**EXERCISE REQUIREMENTS**.
Copy out exactly the stretch of the listing below that begins at the line containing "point(214, 80)" and ends at the line containing "point(231, 80)", and copy nothing outside it.
Top of AVAILABLE RECORDS
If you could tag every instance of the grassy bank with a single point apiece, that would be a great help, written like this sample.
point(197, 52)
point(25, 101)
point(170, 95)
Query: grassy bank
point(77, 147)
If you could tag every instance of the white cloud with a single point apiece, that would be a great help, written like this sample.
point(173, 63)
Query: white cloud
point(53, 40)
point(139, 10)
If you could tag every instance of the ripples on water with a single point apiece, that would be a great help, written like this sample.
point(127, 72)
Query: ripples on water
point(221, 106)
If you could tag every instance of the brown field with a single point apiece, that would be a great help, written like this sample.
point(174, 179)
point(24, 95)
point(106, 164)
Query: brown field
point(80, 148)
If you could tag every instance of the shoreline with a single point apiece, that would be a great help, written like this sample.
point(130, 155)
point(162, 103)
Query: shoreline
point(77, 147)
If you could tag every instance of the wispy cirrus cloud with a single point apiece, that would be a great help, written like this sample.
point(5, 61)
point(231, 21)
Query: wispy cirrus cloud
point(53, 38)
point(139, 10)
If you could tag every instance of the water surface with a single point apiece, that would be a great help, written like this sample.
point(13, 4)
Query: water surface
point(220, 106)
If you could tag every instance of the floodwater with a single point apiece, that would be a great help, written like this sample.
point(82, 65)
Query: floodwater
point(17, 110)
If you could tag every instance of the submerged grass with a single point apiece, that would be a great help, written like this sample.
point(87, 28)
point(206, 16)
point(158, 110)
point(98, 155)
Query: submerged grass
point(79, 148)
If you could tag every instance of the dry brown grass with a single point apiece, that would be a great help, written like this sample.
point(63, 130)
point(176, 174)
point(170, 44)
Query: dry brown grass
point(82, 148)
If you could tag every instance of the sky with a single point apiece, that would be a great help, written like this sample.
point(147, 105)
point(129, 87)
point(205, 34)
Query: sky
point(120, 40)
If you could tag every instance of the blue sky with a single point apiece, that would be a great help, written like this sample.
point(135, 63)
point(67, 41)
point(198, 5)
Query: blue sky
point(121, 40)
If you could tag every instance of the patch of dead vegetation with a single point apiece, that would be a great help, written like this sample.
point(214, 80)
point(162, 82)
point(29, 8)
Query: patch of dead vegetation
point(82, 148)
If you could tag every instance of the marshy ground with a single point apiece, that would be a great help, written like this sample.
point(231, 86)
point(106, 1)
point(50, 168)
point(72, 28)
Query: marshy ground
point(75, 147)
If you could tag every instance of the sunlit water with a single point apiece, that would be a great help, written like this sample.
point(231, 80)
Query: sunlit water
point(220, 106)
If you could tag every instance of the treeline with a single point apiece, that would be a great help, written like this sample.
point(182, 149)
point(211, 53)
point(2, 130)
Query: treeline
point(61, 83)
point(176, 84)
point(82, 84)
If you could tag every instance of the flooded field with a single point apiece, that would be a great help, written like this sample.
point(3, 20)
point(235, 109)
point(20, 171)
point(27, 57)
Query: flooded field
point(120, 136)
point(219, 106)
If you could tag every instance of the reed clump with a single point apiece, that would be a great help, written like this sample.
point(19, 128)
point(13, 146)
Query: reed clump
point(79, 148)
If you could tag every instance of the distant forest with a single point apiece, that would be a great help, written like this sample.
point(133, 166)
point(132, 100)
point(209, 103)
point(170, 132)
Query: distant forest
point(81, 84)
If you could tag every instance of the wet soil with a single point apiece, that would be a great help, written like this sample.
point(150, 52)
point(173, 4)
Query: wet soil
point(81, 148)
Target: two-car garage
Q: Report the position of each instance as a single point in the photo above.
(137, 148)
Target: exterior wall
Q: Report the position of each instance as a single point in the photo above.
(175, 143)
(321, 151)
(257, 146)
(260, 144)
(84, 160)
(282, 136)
Bottom of AVAILABLE RECORDS
**TASK RESPONSE**.
point(214, 80)
point(162, 82)
point(29, 8)
Query: patch of dead vegetation
point(82, 148)
If you could tag every instance of the marshy ground with a single point apiece, that would be a great help, written like this sample.
point(231, 86)
point(106, 1)
point(50, 168)
point(72, 28)
Query: marshy ground
point(75, 147)
If you could tag every instance of the sunlit water with a single point apiece, that would be a great help, written like this sample.
point(231, 80)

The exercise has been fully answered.